TASK OBJECTIVE - Copy the records word for word, from the very first line through the line holding "M 258 136 L", with both ends included.

THE INPUT -
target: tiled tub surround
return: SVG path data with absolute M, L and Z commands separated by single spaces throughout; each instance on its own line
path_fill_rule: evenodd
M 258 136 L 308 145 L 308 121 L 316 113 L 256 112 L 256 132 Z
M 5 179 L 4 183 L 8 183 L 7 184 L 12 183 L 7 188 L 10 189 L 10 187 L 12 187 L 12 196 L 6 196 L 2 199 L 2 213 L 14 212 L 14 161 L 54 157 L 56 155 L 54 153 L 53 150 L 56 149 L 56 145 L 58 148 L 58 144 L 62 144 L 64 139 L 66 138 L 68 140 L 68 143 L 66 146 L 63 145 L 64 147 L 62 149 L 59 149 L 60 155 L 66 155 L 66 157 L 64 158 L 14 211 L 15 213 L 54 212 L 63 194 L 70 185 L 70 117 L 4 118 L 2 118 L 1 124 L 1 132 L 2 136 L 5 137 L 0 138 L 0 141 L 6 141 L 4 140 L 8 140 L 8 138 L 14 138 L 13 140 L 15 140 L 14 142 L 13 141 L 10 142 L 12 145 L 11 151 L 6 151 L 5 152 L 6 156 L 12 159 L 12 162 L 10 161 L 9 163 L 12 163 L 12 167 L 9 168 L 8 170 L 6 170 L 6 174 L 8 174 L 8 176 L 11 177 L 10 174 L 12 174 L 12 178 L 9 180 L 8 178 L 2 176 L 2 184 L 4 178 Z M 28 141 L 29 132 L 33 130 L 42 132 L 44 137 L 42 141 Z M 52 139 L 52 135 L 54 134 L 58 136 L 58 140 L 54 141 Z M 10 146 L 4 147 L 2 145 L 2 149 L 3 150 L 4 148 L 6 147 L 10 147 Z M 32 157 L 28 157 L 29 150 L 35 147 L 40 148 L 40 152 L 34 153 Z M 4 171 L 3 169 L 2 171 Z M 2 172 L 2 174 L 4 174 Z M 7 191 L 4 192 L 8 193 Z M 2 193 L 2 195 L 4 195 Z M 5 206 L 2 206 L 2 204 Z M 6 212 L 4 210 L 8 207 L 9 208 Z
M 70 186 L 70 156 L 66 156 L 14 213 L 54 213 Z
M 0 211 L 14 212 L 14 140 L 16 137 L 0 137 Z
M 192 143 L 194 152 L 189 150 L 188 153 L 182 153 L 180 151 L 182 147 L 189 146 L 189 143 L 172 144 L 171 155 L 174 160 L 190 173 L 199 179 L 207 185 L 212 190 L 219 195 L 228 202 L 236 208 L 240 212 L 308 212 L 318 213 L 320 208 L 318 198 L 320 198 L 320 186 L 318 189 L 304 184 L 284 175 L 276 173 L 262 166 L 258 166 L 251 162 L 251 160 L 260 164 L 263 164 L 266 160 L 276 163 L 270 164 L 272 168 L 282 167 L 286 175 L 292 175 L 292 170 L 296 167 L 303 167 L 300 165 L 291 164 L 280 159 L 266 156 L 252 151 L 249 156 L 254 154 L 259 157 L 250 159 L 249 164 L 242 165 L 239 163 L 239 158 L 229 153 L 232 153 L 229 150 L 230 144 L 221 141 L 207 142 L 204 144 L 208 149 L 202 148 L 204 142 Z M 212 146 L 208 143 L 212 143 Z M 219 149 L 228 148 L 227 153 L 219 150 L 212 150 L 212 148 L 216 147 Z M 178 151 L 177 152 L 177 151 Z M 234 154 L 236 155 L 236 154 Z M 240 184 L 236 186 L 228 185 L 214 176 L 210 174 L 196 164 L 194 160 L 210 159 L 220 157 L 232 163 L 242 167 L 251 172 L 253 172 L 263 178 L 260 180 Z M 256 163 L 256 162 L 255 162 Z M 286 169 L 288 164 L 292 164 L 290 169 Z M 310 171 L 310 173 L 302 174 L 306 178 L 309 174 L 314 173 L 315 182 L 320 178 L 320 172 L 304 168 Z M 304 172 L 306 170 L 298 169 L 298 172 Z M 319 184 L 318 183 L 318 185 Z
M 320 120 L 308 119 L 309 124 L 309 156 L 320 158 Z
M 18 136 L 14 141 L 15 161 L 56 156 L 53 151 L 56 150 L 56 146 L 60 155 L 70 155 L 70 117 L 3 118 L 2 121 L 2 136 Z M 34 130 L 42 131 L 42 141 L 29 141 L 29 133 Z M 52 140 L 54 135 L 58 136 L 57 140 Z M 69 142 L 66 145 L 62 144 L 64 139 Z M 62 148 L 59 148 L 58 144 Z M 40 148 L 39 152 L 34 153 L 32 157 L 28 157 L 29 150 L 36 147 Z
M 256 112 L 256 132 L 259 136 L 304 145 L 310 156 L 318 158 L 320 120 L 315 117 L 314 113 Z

RESULT OF THE TASK -
target: tiled tub surround
return: SVG path data with absolute M, L and Z commands separated by single spaces throughout; each instance on its own line
path_fill_rule: evenodd
M 258 136 L 308 145 L 308 121 L 316 113 L 256 112 L 256 132 Z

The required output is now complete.